▶ _Exercise goal_
Arrange every one of the records below as a two-column CSV with the headers instruction and answer, one row per record. Put each field in double quotes, replace line breaks with spaces, and omit the pictures.

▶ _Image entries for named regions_
--

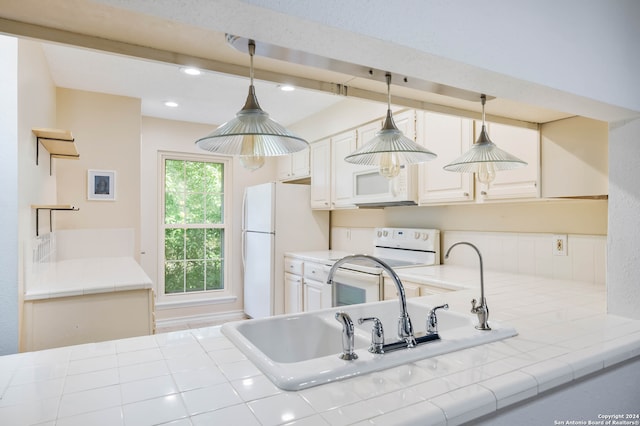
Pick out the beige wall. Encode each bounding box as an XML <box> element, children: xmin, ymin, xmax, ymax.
<box><xmin>140</xmin><ymin>117</ymin><xmax>276</xmax><ymax>321</ymax></box>
<box><xmin>54</xmin><ymin>88</ymin><xmax>141</xmax><ymax>253</ymax></box>
<box><xmin>331</xmin><ymin>200</ymin><xmax>607</xmax><ymax>235</ymax></box>
<box><xmin>15</xmin><ymin>40</ymin><xmax>57</xmax><ymax>352</ymax></box>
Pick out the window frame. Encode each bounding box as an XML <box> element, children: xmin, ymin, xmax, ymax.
<box><xmin>156</xmin><ymin>152</ymin><xmax>234</xmax><ymax>304</ymax></box>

--

▶ _Response to the task_
instruction,answer
"Pick out the beige wall. Encode each bounding box as an XML <box> element, children: xmin, ymin, xmax, ymax.","<box><xmin>140</xmin><ymin>117</ymin><xmax>276</xmax><ymax>321</ymax></box> <box><xmin>54</xmin><ymin>88</ymin><xmax>141</xmax><ymax>253</ymax></box> <box><xmin>331</xmin><ymin>200</ymin><xmax>607</xmax><ymax>235</ymax></box> <box><xmin>15</xmin><ymin>40</ymin><xmax>57</xmax><ymax>352</ymax></box>"
"Pick out the window frame. Encode each bounding box as an XML <box> element, children: xmin, ymin, xmax, ymax.","<box><xmin>156</xmin><ymin>152</ymin><xmax>234</xmax><ymax>304</ymax></box>"